— PASSAGE FOR REVIEW —
□ □ □ □ □ □ □
Ms Mokoto asked why the discretion of appointing and removing actuaries was left to the Registrar.
Mr Clarke explained that the actuaries played an important role in the overall regulatory framework, picking up potential financial problems. The Registrar must be confident that the person selected by the company was fit and proper, and was competent to do the job.
Mr K Moloto(ANC) asked if there were transitional mechanisms, and what they would be.
Mr Clarke said that the amendments were not yet approving a move to FCR, but they would put in place enabling provisions in anticipation of a future move to FCR, some years into the future, after thorough consultation with the industry. FCR was similar to the introduction of Basel II for banks, as it introduced risk-sensitive approaches to measuring the capital that a short term insurer would need to hold against the risks. Basel II had allowed for a two to three year process for the banks, and there was an intensive process of regulations. A similar process would be involved here, and it would probably also take two to three years.
Mr N Singh (IFP) asked if funeral policies could be distinguished from funeral schemes, where directors of funeral services would take a monthly charge, and if they would be covered. He noted that these schemes were open to a lot of abuse, especially in those communities where funerals must take place within 24 hours. He was pleased to see the amendment to say that there should be a monetary benefit, since otherwise families would feel obliged to use the services of a particular funeral director who had sold the policy.
Ms Gibson explained that the amendments did not include burial schemes. She said that there was a broader process around abuses in the funeral business, as NT was looking to an overhaul of the entire space to ensure better consumer protection, extending to "micro insurance". There had been a discussion paper released on the future of micro insurance, proposing regulation and greater protection for consumers of these products. She added that a burial scheme was distinguished from an assistance policy because schemes were often informal, arising out of community groupings, and usually were done on the basis of trust between the members. They were similar to stokvel arrangements and were not really insurance, but instead a group savings arrangement. There was an expectation that savings would be used to meet the costs, but no formal promise was given, as would apply to insurance. These schemes tended to work well where there was trust within a small group. Regulation would not be able to address all the potential problems, and as the groups became larger so did the risk of problems. The micro insurance proposals would provide a way for the larger schemes to migrate to more formal arrangements, and also for funeral directors currently doing unregistered business to migrate. Part of the challenge was to enable more accessible formal arrangements.
□ □ □ □ □ □ □
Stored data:

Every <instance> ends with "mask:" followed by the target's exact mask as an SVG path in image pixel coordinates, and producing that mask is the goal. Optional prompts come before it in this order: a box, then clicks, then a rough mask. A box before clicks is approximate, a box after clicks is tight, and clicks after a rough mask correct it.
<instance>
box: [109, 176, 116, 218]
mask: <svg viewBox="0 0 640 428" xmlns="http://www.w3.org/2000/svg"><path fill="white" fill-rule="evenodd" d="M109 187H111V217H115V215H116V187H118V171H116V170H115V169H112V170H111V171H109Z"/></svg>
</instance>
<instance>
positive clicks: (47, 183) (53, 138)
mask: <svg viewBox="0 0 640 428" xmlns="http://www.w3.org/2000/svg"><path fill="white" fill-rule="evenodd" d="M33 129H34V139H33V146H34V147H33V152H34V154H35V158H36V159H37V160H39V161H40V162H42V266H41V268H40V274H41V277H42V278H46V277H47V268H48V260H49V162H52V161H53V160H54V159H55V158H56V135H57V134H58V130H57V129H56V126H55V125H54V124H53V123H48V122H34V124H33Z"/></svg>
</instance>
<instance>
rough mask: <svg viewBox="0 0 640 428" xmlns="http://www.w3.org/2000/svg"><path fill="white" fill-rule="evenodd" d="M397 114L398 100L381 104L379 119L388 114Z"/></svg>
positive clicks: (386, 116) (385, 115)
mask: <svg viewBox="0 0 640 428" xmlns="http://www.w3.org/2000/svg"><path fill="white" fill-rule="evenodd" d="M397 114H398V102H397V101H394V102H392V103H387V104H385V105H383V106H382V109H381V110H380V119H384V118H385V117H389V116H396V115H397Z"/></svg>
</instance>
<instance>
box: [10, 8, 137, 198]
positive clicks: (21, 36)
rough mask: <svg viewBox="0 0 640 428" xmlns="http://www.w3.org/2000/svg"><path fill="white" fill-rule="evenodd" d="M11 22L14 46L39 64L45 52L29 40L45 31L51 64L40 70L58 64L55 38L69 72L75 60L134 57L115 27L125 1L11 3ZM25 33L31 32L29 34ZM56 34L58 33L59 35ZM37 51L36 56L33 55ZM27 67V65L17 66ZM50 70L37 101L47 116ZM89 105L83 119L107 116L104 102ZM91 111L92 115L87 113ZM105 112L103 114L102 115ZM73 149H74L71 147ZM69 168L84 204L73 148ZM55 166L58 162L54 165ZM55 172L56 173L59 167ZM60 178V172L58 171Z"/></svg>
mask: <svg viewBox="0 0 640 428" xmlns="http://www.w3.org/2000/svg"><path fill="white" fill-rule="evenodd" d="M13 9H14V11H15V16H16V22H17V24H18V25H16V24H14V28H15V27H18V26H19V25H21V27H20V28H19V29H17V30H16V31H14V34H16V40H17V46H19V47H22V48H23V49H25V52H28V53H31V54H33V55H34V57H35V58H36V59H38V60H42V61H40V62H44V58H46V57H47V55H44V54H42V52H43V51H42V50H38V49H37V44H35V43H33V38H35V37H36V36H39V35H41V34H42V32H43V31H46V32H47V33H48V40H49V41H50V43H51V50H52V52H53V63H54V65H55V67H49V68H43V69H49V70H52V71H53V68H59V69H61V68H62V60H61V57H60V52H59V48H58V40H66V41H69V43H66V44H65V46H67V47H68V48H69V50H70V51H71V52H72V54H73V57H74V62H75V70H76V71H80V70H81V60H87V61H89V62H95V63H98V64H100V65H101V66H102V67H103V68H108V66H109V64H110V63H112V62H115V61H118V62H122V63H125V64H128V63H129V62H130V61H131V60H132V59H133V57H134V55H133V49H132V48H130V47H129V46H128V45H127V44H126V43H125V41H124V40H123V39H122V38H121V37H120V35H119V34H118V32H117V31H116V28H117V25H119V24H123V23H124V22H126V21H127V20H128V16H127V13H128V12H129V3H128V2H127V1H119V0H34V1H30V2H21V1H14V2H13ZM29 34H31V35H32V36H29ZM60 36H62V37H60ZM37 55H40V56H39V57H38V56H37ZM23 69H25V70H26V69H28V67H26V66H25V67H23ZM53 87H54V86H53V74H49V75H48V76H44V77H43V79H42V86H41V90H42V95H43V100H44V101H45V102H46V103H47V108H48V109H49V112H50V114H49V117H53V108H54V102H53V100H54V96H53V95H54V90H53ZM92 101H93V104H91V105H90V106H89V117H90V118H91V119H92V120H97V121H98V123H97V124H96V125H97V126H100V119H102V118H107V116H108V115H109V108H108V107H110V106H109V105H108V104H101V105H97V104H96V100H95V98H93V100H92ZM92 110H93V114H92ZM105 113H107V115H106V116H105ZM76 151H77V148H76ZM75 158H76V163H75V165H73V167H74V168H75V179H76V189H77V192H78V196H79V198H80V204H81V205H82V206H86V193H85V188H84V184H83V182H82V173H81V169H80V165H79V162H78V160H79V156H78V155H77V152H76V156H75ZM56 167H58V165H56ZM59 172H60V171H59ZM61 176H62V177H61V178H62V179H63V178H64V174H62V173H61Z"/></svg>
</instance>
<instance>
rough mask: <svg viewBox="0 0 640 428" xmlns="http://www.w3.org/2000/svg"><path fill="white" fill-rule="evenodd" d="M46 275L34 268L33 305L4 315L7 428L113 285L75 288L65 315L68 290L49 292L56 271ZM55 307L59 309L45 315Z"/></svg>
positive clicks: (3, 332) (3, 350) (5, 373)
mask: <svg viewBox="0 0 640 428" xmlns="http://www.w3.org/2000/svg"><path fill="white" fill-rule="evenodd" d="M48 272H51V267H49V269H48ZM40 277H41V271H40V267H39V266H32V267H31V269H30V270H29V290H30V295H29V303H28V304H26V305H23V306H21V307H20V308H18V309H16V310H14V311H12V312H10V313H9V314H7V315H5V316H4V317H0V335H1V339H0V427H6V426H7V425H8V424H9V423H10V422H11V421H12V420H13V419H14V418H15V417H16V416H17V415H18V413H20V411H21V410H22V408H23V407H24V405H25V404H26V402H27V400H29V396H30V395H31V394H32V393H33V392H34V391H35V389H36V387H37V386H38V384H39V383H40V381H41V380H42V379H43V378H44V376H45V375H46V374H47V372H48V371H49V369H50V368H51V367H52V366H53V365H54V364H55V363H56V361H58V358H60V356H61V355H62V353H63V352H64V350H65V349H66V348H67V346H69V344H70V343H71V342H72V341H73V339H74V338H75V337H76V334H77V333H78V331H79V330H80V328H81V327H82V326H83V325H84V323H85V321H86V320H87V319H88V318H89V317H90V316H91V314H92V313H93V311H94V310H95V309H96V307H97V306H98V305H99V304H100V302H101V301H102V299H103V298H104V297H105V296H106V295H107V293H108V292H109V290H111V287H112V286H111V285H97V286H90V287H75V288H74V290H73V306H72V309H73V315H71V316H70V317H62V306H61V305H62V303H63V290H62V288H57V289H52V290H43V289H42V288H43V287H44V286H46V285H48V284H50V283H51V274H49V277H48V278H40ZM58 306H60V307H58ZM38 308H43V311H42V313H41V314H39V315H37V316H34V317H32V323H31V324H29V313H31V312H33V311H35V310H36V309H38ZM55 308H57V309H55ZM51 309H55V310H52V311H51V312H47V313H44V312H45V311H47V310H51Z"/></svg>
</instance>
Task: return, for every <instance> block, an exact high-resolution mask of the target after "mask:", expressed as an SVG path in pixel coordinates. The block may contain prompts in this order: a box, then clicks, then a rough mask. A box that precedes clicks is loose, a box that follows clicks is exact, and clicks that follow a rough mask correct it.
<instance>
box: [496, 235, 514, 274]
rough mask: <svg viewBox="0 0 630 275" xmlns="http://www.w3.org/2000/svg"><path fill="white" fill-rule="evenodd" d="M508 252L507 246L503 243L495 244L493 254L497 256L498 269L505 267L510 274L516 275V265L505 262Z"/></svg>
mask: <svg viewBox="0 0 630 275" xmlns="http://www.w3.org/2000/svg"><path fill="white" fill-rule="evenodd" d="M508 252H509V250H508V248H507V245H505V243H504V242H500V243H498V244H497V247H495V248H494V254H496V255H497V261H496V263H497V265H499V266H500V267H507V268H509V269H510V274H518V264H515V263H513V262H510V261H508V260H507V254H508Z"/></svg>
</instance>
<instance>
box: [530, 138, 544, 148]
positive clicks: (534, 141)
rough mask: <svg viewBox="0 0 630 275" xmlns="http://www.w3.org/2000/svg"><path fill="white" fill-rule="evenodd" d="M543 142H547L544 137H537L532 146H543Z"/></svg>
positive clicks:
□ □ □ □ □ □ □
— DESCRIPTION OF THE TASK —
According to the meeting minutes, how long would the process for a move to FCR probably take? Answer using only the meeting minutes, not the records.

— YOUR SOLUTION —
It would probably take two to three years.